[Start]

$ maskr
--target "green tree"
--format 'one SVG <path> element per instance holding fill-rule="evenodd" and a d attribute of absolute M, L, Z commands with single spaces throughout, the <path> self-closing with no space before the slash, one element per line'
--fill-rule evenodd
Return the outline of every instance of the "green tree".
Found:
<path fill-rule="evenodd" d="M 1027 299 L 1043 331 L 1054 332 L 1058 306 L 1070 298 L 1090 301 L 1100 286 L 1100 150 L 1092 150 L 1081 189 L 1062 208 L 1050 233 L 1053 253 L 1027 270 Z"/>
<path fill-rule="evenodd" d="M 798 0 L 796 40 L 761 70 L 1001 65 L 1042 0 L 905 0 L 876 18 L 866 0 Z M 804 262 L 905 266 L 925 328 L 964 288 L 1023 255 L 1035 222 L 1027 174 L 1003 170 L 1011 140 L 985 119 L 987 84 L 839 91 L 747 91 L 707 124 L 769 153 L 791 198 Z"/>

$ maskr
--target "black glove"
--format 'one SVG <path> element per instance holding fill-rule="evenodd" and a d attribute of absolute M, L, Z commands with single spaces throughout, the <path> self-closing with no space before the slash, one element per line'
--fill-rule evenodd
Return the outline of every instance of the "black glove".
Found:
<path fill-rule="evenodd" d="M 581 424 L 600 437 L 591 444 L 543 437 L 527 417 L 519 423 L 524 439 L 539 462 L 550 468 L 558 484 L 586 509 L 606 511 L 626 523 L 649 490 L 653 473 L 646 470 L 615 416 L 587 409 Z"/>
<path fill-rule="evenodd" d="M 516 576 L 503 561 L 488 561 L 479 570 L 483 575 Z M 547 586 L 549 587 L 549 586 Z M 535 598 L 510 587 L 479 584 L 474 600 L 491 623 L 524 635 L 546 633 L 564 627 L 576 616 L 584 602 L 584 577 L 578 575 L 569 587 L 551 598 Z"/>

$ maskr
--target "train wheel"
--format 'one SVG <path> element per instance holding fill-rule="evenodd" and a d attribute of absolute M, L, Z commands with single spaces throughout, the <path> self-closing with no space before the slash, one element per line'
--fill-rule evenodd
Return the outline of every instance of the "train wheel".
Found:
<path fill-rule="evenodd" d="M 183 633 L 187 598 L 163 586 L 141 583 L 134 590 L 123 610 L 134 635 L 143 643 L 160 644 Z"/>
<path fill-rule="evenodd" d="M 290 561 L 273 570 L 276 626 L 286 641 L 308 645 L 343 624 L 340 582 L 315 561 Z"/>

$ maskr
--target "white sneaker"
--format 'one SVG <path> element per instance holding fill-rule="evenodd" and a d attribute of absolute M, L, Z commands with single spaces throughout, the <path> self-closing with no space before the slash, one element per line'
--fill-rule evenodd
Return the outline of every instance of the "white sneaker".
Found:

[End]

• **WHAT YOU WILL DO**: Rewrite the listing above with every "outline" changed to "contour", leaving all else the same.

• **FULL RESPONSE**:
$ maskr
--target "green tree"
--format 'one SVG <path> element per instance holding fill-rule="evenodd" and a d attribute of absolute M, L, Z commands with single spaces throughout, the <path> self-closing with no space before the slash, one element per line'
--fill-rule evenodd
Return the contour of every instance of the "green tree".
Found:
<path fill-rule="evenodd" d="M 1027 299 L 1043 331 L 1054 332 L 1058 306 L 1070 298 L 1090 301 L 1100 286 L 1100 150 L 1092 150 L 1081 189 L 1062 208 L 1050 233 L 1053 253 L 1027 270 Z"/>
<path fill-rule="evenodd" d="M 798 0 L 796 40 L 761 70 L 1001 65 L 1042 0 L 905 0 L 876 18 L 866 0 Z M 804 262 L 905 266 L 925 328 L 964 288 L 1023 255 L 1035 222 L 1027 174 L 1003 170 L 1011 140 L 985 119 L 987 84 L 839 91 L 747 91 L 707 124 L 769 153 L 791 198 Z"/>

$ maskr
--target "black glove"
--format 'one SVG <path> element per instance holding fill-rule="evenodd" and a d attribute of absolute M, L, Z commands with single spaces throughout, the <path> self-closing with no space before the slash, one element per line'
--fill-rule evenodd
Return the contour of every instance of the "black glove".
Found:
<path fill-rule="evenodd" d="M 581 424 L 600 437 L 591 444 L 543 437 L 527 417 L 519 423 L 524 439 L 539 462 L 550 468 L 558 484 L 586 509 L 606 511 L 626 523 L 649 490 L 653 473 L 646 470 L 615 416 L 587 409 Z"/>
<path fill-rule="evenodd" d="M 516 576 L 503 561 L 488 561 L 479 570 L 483 575 Z M 547 586 L 549 587 L 549 586 Z M 535 598 L 510 587 L 479 584 L 474 600 L 491 623 L 524 635 L 546 633 L 564 627 L 576 616 L 584 602 L 584 577 L 578 575 L 569 587 L 551 598 Z"/>

$ maskr
--target "train wheel"
--format 'one SVG <path> element per instance holding fill-rule="evenodd" and a d attribute of absolute M, L, Z commands with single spaces throughout, the <path> self-closing with no space before the slash, one element per line'
--fill-rule evenodd
Return the contour of every instance of the "train wheel".
Found:
<path fill-rule="evenodd" d="M 183 633 L 187 598 L 163 586 L 141 583 L 134 590 L 123 610 L 134 635 L 143 643 L 160 644 Z"/>
<path fill-rule="evenodd" d="M 290 561 L 273 570 L 276 626 L 286 641 L 308 645 L 343 624 L 340 582 L 315 561 Z"/>

$ maskr
--target "white sneaker"
--format 'one SVG <path> element per instance holding fill-rule="evenodd" and a d attribute of absolute M, L, Z commands with single spaces throughout, the <path> self-closing with no space before the slash, one element per line'
--fill-rule evenodd
Return the contour of every instance of the "white sneaker".
Found:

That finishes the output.